Bi-Level GAE	Turn+Token	Hierarchical, turn-injected GAE
SAE	Segment/Turn	Variable-length segment GAE, boundary-aware
DAE	Turn	Direct, π-centered advantage, causal reg.
Turn-PPO	Turn	MDP at turn granularity, turn-critic

5. Computational Complexity and Empirical Properties

Turn-level methods increment compute cost minimally relative to baseline group-normalized return approaches, as shown for the SALT framework where the combined cost of trajectory graph construction and step-advantage computation accounts for ≪1% of total RL iteration time (e.g., ~0.15s per iteration vs 270s for RL update with Qwen2.5-1.5B) (Li et al., 22 Oct 2025). The dominant cost in most frameworks remains environment rollouts and model forward passes.

Empirically, turn-level advantage estimation yields:

• Performance improvement over trajectory-level baselines across a diverse suite of benchmarks including ALFWorld, WebShop, AppWorld, BFCL, ToolHop, and multi-turn QA/search environments (Li et al., 22 Oct 2025, Ding et al., 18 Nov 2025, Wei et al., 17 May 2025, Qu et al., 15 Jan 2026).
• Reduced gradient conflict and more precise credit propagation, reflected in both faster convergence and higher plateau performance.
• Variance/bias trade-off is tunable via turn/segment granularity: segment-length in SAE, merge history in SALT, discount factors in dual-level schemes.
• Superior correlation to ground-truth per-step advantage: SAE demonstrates higher correlation with Monte Carlo ground-truth advantage than any token-level GAE(λ), justifying reduced bias (Gong et al., 12 Jan 2026).
• Robustness to hyperparameters and model scale: Properly tuned turn-level estimators scale from 1.5B up to 32B models and maintain benefit at longer horizons (Ding et al., 18 Nov 2025, Li et al., 22 Oct 2025, Qu et al., 15 Jan 2026).
• Ablations confirm that group size, history/segment length, and normalizer selection are significant, but turn-level granularity per se is the dominant explanatory variable for empirical gains.

6. Limitations, Design Considerations, and Future Directions

Turn-level advantage approaches are predicated on meaningful reward decomposition, which may require careful engineering (e.g., bipartite matching, LLM-judge construction, or verifiable rubric definition). Some methods—such as MatchTIR—rely on the availability of ground-truth tool traces, which may restrict applicability in open-ended or creative domains (Qu et al., 15 Jan 2026). Another consideration is the choice of turn segmentation: too fine (token-level) reverts to traditional GAE with high variance; too coarse loses crucial temporal structure and delays feedback.

Open research directions include:

• Generalizing fine-grained reward decomposition to settings without explicit expert traces or external judges.
• Scaling dual-level and hierarchical estimation methods to larger models and non-textual modalities.
• Exploring meta-learning of credit assignment boundaries (e.g., automatically inferring optimal segmentation for advantage propagation).

TASK 1
In the text on turn-level advantage estimation, what remains the dominant cost in most frameworks?
TASK 2
Please extract, word for word, the part of the text on turn-level advantage estimation from "Turn-level advantage approaches" to "and delays feedback.".

DATASET EXCERPTS
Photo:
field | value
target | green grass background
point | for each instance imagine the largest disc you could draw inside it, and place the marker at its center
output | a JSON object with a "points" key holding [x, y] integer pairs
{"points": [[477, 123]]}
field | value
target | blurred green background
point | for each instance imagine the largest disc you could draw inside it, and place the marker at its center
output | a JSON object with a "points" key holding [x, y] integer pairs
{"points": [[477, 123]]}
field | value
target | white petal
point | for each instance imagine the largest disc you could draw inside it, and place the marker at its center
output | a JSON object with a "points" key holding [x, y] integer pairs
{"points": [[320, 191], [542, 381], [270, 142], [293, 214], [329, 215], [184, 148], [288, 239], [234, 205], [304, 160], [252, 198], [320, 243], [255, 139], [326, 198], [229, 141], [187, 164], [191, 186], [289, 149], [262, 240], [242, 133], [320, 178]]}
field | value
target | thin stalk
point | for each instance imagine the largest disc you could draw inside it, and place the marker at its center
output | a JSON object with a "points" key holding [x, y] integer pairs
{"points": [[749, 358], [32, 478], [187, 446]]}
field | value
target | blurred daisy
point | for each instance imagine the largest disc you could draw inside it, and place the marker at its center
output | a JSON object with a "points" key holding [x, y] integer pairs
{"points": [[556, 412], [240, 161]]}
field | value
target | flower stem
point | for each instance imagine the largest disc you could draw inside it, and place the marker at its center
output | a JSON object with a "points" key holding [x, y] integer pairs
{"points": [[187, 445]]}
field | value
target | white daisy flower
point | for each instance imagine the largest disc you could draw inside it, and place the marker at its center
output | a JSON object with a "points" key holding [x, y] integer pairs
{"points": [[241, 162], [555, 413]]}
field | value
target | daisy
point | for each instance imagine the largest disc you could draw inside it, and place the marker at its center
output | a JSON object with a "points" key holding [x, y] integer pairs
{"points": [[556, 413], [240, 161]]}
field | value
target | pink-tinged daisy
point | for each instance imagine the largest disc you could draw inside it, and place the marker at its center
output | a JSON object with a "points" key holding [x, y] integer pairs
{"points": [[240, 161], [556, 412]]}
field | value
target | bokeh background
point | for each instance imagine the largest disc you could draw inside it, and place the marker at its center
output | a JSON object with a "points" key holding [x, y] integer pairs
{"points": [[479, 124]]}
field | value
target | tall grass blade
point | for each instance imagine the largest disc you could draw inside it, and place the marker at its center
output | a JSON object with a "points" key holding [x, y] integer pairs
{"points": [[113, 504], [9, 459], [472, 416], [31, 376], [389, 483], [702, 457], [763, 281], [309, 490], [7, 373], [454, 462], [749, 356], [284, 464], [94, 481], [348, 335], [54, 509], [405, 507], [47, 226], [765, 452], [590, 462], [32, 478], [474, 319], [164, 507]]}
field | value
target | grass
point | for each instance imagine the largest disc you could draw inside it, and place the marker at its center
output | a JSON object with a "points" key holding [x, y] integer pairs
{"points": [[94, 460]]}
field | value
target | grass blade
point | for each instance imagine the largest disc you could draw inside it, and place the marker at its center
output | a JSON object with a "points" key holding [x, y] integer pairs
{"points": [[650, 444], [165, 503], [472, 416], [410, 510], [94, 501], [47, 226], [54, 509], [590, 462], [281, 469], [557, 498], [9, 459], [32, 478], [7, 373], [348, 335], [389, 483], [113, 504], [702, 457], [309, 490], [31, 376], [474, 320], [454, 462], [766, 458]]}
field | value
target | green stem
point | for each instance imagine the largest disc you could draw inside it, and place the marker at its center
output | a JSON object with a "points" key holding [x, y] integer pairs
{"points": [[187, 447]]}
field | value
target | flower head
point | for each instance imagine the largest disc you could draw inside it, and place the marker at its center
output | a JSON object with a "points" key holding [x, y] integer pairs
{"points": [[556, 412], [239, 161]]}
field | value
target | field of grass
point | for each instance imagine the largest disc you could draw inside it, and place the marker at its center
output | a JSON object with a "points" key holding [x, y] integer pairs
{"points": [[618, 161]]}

REPLY 1
Environment rollouts and model forward passes.

REPLY 2
Turn-level advantage approaches are predicated on meaningful reward decomposition, which may require careful engineering (e.g., bipartite matching, LLM-judge construction, or verifiable rubric definition). Some methods—such as MatchTIR—rely on the availability of ground-truth tool traces, which may restrict applicability in open-ended or creative domains (Qu et al., 15 Jan 2026). Another consideration is the choice of turn segmentation: too fine (token-level) reverts to traditional GAE with high variance; too coarse loses crucial temporal structure and delays feedback.